Top of Entries supplied

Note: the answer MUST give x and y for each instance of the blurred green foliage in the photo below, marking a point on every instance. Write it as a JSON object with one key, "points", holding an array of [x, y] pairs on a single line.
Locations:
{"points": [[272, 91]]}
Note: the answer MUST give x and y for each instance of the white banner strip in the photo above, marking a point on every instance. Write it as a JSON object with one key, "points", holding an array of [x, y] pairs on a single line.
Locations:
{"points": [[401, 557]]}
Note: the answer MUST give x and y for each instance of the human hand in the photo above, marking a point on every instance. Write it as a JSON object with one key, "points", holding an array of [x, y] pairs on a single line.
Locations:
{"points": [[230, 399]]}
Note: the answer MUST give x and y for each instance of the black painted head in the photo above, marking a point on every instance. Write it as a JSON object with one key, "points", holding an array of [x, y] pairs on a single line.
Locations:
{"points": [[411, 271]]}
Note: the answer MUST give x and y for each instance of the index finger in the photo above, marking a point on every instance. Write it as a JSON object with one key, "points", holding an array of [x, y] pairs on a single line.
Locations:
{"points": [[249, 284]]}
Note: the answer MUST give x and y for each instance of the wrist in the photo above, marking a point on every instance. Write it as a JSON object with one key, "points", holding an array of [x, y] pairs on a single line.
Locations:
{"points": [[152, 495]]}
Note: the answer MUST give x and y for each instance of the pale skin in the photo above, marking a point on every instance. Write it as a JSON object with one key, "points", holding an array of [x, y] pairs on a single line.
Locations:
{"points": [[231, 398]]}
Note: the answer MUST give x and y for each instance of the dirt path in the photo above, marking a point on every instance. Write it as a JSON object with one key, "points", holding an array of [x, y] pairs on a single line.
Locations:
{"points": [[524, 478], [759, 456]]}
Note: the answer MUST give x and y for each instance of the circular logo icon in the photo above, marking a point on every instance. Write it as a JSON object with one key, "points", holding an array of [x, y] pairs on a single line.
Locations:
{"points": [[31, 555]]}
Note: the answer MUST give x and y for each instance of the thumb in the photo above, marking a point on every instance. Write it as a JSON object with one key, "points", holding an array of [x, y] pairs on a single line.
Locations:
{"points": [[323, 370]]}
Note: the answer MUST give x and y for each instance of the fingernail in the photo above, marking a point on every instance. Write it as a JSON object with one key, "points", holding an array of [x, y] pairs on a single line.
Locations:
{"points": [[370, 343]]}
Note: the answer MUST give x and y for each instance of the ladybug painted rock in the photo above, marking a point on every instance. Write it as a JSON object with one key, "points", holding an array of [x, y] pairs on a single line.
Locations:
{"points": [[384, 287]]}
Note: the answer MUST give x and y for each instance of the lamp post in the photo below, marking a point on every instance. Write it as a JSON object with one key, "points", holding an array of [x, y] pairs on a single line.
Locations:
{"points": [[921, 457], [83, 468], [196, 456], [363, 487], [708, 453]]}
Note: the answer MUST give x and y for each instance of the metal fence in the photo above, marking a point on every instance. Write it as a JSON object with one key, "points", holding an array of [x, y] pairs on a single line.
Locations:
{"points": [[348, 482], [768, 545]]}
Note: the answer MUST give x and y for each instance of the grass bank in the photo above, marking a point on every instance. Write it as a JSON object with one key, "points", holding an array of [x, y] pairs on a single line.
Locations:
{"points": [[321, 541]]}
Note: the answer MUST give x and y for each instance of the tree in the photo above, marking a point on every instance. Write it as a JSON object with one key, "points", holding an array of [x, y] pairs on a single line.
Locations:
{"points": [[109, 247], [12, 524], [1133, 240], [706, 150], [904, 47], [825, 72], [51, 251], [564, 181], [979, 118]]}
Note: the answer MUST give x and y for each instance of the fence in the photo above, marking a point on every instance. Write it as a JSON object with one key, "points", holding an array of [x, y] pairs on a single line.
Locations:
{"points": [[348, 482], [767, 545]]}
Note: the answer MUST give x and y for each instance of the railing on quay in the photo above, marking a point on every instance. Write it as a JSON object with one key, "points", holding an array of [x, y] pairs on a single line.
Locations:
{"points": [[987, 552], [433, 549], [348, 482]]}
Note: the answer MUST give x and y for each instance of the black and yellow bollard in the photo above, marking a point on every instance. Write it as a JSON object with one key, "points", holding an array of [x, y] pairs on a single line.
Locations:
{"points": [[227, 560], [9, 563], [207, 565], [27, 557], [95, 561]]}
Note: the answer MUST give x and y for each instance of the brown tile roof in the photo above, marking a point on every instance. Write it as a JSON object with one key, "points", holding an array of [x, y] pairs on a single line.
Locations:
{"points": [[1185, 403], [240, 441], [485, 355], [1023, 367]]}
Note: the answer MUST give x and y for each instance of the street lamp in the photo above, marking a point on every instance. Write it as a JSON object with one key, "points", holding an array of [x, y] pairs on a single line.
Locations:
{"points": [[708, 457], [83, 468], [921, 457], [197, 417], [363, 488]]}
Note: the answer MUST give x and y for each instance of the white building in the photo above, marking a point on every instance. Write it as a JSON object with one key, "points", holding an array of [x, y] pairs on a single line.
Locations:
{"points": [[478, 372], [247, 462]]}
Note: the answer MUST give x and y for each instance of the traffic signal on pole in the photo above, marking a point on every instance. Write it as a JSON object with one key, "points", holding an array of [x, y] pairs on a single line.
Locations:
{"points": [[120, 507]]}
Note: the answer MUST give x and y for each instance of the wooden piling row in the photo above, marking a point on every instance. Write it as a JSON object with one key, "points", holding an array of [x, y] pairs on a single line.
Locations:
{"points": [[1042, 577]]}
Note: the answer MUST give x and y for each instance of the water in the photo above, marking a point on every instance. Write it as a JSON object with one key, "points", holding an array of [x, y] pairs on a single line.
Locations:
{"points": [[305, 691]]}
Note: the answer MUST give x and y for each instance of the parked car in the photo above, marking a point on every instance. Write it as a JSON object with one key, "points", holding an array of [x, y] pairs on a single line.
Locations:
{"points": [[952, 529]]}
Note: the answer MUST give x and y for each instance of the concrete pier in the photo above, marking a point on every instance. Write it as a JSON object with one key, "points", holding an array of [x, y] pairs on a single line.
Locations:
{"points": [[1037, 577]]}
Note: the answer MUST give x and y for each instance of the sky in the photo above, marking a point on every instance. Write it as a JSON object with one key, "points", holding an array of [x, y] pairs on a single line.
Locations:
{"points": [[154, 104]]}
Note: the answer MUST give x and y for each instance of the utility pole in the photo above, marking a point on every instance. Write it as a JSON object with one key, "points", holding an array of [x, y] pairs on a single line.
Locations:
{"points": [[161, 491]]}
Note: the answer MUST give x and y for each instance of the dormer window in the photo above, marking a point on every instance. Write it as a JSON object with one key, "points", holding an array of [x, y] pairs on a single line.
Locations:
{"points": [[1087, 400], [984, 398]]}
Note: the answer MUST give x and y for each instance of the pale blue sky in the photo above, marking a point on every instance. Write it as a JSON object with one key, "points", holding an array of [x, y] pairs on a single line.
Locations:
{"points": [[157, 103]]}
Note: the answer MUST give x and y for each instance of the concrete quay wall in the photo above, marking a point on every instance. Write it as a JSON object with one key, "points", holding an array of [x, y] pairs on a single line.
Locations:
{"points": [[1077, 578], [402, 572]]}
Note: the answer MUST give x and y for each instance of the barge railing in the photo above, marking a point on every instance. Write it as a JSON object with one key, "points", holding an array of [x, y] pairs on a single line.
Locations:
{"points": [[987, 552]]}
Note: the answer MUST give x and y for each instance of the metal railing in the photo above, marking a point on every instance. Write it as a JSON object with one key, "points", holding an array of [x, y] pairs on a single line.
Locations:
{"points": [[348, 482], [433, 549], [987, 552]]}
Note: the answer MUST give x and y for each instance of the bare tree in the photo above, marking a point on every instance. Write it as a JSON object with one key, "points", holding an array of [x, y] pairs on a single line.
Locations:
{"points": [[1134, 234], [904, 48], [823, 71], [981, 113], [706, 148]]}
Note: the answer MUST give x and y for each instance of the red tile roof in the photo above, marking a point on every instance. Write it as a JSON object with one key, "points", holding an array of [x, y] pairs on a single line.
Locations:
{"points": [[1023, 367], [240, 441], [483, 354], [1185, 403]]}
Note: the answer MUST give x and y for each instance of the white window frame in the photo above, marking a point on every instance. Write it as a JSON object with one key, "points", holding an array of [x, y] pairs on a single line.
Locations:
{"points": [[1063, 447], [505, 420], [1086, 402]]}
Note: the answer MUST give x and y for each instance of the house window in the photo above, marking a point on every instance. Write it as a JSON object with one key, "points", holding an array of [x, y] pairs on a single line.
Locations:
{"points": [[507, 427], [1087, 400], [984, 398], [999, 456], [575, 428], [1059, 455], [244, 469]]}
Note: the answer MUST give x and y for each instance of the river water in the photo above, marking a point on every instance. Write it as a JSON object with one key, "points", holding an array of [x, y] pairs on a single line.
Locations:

Bottom of Entries supplied

Where does "lamp" occur in the data? Copy each line that has it.

**Exercise response**
Note: the answer MUST give x and y for each instance of the lamp post in the photo below, marking a point on every instance. Write it as a JSON object with one key, "points", holding an array of [x, y] pairs on a single line.
Note: the answer MUST give x and y for each instance of the street lamp in the photo above, marking a point on every instance. Write it as a JSON object with one key, "points", holding an array of [x, y] pairs on a single line.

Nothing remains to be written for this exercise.